#### MATERIAL PROVIDED:
____________________

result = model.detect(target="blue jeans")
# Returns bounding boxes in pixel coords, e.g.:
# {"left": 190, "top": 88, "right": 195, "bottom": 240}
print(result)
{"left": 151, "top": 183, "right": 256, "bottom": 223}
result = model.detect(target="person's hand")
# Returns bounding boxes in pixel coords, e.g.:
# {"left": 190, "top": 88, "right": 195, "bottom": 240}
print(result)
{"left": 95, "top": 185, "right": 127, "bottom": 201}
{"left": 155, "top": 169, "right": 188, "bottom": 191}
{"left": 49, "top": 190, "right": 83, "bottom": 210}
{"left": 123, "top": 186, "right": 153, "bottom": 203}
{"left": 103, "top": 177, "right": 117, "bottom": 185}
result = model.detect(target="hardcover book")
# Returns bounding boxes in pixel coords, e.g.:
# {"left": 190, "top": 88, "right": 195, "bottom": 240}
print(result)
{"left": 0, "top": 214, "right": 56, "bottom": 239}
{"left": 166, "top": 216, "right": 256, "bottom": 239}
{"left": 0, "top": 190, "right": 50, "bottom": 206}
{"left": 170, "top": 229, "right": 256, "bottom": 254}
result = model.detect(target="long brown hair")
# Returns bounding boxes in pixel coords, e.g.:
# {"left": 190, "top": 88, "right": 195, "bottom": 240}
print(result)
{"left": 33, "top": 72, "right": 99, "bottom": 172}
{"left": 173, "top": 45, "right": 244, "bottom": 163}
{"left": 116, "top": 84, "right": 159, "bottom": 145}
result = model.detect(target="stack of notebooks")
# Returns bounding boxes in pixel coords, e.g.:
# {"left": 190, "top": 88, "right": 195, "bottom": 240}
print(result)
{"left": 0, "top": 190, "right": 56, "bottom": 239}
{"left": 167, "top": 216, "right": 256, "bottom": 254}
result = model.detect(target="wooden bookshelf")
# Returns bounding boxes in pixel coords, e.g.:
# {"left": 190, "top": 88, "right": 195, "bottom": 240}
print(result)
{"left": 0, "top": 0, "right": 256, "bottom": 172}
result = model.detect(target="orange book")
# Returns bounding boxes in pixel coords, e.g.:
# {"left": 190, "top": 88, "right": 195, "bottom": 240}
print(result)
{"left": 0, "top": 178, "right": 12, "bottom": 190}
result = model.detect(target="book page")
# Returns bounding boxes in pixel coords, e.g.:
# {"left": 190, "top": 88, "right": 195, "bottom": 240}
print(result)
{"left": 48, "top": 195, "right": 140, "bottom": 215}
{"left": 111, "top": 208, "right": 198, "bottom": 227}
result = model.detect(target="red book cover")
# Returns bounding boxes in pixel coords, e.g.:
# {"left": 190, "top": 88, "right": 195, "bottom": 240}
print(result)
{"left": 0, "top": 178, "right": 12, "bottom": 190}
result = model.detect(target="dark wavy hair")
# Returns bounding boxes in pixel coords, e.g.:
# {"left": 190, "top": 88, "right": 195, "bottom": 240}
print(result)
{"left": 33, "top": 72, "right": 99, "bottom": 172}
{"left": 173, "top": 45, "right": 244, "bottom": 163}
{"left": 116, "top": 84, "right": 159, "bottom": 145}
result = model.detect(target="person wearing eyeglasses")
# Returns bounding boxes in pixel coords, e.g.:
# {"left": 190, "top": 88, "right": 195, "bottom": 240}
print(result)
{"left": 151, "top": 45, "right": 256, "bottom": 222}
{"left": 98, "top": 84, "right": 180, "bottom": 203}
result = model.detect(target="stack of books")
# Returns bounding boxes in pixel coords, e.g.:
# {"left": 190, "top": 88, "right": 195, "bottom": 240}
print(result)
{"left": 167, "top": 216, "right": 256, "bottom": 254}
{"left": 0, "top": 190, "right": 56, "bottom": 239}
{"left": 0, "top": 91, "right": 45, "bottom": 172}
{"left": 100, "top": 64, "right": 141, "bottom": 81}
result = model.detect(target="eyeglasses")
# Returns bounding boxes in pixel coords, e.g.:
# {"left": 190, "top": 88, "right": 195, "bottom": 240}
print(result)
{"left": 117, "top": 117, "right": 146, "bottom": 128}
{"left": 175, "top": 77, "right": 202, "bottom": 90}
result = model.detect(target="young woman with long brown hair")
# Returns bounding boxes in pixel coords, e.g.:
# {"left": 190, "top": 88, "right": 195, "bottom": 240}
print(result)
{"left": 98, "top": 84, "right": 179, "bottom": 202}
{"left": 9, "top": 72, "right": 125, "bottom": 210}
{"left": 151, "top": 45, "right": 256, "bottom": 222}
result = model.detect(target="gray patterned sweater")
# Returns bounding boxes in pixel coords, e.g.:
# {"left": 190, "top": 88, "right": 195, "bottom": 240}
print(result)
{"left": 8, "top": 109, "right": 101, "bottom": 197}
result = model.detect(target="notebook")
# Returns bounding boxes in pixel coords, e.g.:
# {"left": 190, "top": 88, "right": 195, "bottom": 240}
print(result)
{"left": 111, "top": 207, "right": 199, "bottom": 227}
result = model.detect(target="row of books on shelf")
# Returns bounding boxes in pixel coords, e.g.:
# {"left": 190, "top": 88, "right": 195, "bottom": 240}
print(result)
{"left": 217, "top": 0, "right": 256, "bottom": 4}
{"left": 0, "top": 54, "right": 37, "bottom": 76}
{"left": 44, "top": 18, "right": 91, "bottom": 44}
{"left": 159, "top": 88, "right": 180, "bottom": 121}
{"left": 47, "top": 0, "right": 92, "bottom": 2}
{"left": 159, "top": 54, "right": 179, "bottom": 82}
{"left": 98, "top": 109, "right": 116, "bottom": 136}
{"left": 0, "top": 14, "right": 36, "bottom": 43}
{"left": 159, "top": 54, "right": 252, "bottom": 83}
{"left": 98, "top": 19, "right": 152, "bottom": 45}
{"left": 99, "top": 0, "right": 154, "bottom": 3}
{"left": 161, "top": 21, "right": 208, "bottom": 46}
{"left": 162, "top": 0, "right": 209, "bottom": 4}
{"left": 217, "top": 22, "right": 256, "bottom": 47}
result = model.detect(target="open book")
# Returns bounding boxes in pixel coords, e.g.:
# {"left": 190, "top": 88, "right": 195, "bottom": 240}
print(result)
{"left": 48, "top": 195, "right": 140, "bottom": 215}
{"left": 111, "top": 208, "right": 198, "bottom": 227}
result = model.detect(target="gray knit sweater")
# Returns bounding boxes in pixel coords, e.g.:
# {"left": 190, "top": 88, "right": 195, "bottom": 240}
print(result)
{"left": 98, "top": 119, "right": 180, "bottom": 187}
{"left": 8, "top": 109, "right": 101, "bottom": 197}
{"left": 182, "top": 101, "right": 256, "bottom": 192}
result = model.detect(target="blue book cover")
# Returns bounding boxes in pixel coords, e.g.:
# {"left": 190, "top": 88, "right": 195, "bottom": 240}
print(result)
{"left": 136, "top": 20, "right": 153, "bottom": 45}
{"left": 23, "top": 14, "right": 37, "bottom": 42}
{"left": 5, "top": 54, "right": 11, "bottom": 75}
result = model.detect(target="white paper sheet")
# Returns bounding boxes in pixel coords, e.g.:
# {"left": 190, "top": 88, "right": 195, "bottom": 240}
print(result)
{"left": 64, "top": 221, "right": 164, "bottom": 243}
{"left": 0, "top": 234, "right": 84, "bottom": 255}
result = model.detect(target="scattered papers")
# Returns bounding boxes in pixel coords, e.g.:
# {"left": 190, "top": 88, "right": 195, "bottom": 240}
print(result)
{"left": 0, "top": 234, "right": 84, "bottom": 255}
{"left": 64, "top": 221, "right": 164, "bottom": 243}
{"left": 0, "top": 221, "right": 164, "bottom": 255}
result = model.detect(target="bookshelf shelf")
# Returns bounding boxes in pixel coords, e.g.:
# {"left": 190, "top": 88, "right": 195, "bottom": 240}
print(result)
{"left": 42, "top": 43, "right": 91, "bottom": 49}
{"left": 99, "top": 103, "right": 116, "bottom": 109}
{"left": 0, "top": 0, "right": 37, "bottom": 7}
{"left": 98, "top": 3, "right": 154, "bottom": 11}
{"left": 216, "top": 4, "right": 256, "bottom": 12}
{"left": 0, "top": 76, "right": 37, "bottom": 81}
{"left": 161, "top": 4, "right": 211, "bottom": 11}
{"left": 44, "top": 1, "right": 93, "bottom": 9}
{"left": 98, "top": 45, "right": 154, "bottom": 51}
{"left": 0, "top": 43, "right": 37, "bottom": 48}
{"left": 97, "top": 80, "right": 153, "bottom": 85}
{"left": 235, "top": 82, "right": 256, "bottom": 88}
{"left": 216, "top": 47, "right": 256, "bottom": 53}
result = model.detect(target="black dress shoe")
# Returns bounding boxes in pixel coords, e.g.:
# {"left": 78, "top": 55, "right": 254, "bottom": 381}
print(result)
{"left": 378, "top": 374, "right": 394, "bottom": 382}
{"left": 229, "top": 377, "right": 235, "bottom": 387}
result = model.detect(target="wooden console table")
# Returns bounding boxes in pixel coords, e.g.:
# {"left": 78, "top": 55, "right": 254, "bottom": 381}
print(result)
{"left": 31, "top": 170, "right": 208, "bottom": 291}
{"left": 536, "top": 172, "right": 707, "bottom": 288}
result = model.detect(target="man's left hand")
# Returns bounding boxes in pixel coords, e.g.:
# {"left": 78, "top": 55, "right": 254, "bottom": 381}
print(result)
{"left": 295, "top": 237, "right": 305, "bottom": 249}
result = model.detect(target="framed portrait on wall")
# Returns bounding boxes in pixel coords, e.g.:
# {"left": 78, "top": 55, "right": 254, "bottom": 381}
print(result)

____________________

#### TASK TO COMPLETE:
Your answer should be a single number: the count of lines in the entries that hold the string "hair".

#### EXERCISE ANSWER:
3